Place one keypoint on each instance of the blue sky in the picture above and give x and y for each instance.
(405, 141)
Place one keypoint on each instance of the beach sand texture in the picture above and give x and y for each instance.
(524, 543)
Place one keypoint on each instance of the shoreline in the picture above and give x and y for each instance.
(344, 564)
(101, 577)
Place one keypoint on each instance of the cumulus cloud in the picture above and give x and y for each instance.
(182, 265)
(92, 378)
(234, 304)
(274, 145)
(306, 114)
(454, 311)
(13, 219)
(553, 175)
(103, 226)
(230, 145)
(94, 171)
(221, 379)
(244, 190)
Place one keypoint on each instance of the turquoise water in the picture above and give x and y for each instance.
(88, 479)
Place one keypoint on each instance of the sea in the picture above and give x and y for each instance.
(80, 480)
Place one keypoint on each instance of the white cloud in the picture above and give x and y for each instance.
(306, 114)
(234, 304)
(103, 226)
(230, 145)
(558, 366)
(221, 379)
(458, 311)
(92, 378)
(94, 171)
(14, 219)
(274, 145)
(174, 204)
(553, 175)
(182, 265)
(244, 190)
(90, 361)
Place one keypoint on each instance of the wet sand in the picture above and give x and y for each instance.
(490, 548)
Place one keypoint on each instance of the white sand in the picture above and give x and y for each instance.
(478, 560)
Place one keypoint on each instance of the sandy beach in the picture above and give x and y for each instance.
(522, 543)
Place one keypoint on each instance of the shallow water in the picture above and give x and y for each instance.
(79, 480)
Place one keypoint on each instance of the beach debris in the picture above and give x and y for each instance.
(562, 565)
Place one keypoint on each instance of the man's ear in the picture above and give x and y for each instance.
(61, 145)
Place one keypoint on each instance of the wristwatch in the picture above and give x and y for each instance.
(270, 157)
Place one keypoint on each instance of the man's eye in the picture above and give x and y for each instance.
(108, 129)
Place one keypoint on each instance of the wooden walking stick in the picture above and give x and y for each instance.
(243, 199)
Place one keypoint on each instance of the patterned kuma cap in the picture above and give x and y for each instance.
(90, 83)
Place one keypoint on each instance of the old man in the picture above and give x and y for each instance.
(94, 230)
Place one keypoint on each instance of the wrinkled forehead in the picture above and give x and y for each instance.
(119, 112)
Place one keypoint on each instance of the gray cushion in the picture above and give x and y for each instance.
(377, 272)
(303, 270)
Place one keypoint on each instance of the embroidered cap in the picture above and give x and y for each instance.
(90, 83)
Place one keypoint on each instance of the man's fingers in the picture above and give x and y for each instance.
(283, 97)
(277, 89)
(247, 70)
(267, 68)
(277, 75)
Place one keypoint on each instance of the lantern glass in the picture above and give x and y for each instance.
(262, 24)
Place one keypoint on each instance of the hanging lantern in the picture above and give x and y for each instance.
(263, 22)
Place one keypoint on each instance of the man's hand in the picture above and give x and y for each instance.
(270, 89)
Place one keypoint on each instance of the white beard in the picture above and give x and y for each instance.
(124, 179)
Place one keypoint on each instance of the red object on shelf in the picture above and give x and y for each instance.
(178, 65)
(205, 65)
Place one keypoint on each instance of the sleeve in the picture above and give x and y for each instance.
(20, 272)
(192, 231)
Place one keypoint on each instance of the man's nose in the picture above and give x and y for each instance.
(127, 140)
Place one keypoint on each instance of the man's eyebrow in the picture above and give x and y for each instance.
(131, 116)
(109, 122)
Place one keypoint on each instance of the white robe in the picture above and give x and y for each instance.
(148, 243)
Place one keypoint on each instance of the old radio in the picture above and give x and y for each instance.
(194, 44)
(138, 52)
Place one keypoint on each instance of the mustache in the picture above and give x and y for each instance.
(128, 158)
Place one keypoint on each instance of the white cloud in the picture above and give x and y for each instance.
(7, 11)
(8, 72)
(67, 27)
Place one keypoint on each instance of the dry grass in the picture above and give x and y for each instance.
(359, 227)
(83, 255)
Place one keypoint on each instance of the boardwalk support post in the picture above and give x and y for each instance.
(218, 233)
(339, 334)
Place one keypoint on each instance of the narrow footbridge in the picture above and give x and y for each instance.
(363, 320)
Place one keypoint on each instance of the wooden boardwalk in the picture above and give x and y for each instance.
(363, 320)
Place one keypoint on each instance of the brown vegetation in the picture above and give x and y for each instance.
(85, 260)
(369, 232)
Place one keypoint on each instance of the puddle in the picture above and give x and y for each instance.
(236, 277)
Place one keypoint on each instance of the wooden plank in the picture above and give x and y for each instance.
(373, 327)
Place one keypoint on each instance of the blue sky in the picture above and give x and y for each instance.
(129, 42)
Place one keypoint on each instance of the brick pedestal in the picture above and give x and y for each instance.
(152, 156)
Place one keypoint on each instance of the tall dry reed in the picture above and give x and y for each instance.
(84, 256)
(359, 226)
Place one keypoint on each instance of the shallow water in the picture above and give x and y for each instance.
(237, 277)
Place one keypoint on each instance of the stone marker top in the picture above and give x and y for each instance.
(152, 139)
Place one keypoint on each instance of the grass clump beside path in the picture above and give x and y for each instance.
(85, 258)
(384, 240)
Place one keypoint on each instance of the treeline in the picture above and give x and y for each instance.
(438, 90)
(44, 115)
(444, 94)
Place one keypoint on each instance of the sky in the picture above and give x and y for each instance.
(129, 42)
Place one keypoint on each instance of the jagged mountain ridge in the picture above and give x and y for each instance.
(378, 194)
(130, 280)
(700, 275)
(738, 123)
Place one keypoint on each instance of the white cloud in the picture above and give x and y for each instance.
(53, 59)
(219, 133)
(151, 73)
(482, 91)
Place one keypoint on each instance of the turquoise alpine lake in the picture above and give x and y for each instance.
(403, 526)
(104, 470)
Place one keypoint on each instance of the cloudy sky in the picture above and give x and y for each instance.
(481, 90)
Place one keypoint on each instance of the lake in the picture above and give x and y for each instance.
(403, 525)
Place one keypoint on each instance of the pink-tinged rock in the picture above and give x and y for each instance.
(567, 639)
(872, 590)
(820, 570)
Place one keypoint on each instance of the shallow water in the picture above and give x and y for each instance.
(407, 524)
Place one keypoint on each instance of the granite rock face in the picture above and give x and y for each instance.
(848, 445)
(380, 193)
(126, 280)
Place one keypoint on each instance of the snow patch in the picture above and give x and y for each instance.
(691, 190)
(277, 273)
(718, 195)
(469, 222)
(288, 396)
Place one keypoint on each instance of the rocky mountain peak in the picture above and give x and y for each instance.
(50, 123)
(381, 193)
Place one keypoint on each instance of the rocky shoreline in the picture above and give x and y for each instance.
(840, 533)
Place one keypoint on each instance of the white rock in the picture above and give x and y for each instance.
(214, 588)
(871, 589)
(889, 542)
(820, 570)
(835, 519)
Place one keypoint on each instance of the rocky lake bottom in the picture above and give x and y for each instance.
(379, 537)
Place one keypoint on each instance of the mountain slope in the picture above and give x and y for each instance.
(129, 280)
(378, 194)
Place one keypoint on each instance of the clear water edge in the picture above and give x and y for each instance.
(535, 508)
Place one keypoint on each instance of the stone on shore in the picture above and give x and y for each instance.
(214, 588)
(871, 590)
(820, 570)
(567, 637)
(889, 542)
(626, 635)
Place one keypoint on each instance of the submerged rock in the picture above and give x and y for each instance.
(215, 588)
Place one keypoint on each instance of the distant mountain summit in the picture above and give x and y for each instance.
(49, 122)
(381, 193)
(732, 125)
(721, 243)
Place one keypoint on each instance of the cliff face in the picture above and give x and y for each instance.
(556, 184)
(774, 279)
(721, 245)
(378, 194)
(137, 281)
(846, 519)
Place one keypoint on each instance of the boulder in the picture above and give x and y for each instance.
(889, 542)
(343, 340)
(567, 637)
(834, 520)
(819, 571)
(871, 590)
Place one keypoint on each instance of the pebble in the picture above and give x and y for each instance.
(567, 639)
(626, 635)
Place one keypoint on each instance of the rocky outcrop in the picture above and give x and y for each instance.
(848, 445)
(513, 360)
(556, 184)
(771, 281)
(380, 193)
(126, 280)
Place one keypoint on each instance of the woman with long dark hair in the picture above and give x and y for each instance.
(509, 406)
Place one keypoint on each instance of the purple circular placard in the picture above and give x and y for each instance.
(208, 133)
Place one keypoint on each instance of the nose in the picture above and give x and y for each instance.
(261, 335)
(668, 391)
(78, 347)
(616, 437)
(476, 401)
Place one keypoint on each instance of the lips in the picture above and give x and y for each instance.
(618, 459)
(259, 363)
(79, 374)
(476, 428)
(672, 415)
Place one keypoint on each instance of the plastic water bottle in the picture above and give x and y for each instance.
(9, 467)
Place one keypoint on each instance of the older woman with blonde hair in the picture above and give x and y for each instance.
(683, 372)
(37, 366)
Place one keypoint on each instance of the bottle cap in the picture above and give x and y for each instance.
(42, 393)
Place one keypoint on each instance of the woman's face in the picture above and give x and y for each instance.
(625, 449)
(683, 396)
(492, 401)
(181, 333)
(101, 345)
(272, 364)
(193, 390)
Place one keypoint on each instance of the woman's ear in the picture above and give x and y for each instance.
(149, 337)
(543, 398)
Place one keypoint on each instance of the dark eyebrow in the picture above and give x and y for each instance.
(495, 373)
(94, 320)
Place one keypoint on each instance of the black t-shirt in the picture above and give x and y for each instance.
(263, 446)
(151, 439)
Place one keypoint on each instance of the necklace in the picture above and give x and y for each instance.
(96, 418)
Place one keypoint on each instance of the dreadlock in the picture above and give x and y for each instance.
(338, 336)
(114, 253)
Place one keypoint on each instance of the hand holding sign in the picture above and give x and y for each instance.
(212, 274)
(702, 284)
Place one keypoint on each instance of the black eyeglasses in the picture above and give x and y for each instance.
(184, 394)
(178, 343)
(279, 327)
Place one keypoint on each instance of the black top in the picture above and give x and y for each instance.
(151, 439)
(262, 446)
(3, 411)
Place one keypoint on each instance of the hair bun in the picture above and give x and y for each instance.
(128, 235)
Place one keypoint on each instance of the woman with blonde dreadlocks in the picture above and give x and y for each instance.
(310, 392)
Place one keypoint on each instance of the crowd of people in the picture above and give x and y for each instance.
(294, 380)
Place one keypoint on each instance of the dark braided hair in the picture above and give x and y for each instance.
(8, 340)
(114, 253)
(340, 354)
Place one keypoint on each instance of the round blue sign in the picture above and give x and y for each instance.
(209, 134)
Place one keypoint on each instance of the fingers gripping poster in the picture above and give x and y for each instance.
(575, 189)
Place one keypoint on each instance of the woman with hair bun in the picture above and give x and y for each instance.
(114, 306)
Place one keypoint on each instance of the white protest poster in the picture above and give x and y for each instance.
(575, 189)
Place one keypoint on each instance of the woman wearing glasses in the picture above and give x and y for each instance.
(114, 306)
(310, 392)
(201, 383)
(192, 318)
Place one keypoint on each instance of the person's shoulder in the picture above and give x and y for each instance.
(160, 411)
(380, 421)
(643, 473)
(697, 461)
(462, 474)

Directions
Give again the closing portion of the entries, from the line with "Place one keypoint on each instance of the woman with hair" through the last line. Keep it exact and add nothing.

Output of the task
Place one keypoint on each instance of the woman with hair bun in the picture above and give x and y for each instance.
(114, 306)
Place one keypoint on each instance of the white protest poster in the picture above and give x and y for each instance.
(575, 189)
Place one keypoint on each instance of the woman wearing glasses in the picture above and give x and y for each instance.
(114, 306)
(310, 392)
(201, 383)
(192, 318)
Place one keypoint on each instance of the person's shoulder in the picture above and give x and y for each instance.
(160, 411)
(380, 421)
(643, 473)
(697, 461)
(462, 474)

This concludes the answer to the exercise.